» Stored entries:

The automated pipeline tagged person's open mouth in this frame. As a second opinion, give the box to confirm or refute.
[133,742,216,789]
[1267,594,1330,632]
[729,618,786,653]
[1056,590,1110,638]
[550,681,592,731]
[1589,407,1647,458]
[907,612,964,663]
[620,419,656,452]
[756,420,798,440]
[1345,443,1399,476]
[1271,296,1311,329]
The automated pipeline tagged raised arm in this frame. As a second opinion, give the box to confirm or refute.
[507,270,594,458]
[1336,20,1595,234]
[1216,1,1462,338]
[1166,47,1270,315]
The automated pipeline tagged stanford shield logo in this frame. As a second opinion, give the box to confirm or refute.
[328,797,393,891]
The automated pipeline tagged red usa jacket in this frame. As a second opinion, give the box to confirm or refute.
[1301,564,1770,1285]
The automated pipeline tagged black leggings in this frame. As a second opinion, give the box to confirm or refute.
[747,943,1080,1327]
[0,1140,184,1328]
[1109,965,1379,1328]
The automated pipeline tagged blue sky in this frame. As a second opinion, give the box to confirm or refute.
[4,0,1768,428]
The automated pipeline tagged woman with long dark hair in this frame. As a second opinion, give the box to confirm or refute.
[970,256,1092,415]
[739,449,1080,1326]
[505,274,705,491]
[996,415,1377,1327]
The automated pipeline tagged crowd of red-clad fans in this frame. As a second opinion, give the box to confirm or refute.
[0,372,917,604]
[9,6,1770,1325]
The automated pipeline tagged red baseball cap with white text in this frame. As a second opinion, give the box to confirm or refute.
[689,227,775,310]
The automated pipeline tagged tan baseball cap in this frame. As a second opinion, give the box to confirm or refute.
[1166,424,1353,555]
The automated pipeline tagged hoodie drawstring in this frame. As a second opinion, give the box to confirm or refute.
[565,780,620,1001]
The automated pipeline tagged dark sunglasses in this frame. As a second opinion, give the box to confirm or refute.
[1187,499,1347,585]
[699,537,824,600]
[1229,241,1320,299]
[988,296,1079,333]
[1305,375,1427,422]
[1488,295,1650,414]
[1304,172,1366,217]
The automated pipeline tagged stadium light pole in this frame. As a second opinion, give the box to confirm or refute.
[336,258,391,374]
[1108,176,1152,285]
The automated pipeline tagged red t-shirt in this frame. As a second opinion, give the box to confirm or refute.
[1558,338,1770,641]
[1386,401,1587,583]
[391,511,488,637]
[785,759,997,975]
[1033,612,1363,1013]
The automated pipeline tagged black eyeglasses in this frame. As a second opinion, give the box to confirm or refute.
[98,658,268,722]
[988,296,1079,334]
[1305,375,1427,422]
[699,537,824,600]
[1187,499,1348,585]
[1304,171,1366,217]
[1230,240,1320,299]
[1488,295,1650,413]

» Problem to work on: Produce exactly the lines from the one containing "The automated pipeline tagged dark" through the final line of the records above, both included, and no others.

» Output below:
The automated pipeline tagged dark sunglasses in this frame. As a second opinion, give the box to confirm or refute.
[1187,499,1347,585]
[699,537,824,600]
[1229,241,1320,299]
[988,296,1079,333]
[1305,375,1427,422]
[1488,295,1650,414]
[1304,172,1366,217]
The automated pipeline tagged stadium light pole in this frame. As a second opinion, give the box to confirm or refute.
[336,258,391,374]
[1108,176,1152,285]
The automated pipeline tagged red t-shirt in this frame. As a second opinion, give the box to confirm or refute.
[1558,338,1770,641]
[1386,401,1587,583]
[391,511,488,637]
[785,759,997,975]
[1033,612,1363,1013]
The automated pipeline tagged black eyeglasses in this frame. As a second opinion, give the box to confirm or refute.
[98,658,268,722]
[988,296,1079,334]
[1305,375,1427,422]
[699,537,824,600]
[1187,499,1348,585]
[1304,171,1366,217]
[1230,240,1320,299]
[1488,295,1650,413]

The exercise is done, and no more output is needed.